====== THE RECORDS ======
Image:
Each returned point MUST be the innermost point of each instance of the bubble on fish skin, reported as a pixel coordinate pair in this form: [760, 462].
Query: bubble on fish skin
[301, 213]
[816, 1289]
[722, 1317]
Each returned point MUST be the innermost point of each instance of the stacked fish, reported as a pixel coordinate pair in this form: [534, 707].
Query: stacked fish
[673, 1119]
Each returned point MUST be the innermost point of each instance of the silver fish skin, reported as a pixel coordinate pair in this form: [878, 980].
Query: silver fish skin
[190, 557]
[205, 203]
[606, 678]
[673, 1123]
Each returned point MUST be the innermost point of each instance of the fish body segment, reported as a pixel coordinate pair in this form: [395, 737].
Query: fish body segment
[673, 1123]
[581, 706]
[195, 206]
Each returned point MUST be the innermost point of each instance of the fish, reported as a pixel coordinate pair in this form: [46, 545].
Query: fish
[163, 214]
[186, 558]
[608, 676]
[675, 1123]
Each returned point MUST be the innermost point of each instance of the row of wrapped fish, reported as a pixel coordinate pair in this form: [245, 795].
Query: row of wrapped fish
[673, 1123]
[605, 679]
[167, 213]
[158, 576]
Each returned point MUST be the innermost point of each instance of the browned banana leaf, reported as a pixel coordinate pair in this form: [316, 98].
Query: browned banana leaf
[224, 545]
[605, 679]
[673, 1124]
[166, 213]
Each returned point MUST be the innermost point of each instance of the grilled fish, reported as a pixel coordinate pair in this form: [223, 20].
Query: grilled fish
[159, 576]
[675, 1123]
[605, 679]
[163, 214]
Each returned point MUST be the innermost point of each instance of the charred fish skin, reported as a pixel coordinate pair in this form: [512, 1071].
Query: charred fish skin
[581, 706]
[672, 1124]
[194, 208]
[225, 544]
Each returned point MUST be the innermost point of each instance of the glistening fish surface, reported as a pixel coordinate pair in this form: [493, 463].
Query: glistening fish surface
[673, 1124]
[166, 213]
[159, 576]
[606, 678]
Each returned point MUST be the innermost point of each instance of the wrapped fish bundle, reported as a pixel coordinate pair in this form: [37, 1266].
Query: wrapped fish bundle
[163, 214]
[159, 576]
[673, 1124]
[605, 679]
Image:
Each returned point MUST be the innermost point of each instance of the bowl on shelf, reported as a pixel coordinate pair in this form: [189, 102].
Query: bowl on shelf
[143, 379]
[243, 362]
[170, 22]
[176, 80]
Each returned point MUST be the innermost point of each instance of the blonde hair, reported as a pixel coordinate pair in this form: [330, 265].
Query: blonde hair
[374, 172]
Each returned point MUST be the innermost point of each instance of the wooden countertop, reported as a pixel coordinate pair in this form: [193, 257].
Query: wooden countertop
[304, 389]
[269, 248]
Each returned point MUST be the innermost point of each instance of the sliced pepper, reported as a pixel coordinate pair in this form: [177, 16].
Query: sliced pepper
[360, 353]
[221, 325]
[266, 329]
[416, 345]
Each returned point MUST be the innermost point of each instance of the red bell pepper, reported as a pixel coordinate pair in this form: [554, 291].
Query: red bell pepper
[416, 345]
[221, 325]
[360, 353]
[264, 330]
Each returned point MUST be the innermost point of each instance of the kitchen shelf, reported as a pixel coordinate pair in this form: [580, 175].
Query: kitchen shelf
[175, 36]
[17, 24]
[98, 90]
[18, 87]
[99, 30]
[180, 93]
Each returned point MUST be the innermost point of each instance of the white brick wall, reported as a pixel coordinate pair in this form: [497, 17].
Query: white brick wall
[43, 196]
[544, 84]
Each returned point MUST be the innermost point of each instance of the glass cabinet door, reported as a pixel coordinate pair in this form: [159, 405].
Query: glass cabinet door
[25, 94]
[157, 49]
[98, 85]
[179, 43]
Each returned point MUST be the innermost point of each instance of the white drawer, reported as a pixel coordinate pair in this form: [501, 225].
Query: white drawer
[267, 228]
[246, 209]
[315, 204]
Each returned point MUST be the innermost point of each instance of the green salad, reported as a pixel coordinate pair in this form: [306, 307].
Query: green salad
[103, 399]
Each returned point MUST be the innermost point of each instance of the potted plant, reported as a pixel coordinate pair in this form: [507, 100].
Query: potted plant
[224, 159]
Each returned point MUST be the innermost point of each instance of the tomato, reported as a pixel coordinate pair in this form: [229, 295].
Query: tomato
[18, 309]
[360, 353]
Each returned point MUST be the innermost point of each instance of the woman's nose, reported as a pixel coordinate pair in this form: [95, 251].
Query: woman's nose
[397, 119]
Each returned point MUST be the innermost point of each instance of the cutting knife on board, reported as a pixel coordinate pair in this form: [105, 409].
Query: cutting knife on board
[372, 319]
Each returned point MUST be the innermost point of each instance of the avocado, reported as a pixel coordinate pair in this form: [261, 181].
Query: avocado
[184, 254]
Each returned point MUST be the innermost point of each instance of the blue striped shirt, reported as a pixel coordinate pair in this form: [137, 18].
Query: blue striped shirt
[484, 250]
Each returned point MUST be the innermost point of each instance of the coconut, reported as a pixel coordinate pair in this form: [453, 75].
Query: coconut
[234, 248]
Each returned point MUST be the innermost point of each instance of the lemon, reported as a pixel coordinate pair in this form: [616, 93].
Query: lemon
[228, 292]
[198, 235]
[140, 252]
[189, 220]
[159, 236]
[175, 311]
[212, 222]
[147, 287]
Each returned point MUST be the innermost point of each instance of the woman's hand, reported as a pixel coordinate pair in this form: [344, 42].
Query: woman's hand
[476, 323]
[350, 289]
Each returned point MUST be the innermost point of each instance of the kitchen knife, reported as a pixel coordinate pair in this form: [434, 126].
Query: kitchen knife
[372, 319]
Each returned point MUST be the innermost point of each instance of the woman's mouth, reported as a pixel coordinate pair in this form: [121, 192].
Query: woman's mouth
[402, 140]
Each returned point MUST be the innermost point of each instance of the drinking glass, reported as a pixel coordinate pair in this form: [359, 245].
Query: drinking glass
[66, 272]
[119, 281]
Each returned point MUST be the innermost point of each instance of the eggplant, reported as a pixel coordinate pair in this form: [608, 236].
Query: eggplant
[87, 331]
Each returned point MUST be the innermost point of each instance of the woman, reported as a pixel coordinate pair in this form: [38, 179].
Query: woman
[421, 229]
======
Send back exactly the lines from the line with "form: [616, 93]." through the end of the records.

RESULT →
Each returned point MUST be the innermost point of each instance of the lemon, reported as a pixel coordinate pair in this form: [616, 93].
Query: lemon
[228, 292]
[198, 235]
[140, 252]
[189, 220]
[159, 236]
[175, 311]
[212, 222]
[147, 287]
Each returned point MUST be the innermost point of each instance of the woman's hand, reported as a pixel coordinate pair in this form: [344, 42].
Query: woman's hand
[476, 323]
[350, 289]
Each returned point MUST be the innermost point of each instance of the kitchen knife, reported as a pixel coordinate pair in this form: [434, 126].
Query: kitchen knife
[372, 319]
Each returned point MUST be the innermost point of each instance of the woman's mouth, reported as a pixel coordinate pair in this form: [121, 192].
Query: woman's mouth
[402, 140]
Each returned point MUST be the innermost point of each instance of the drinking glass, reported as a pixel coordinate pair in this form: [359, 245].
Query: drinking glass
[66, 272]
[119, 281]
Each returned point MUST be the innermost point of each instance of the eggplant, reported as a pixel coordinate pair in this form: [608, 236].
Query: eggplant
[87, 331]
Each returned point MUST be the innermost point of each instance of the woman, reported as a pixel coordinate pair in this form: [38, 179].
Query: woman
[421, 229]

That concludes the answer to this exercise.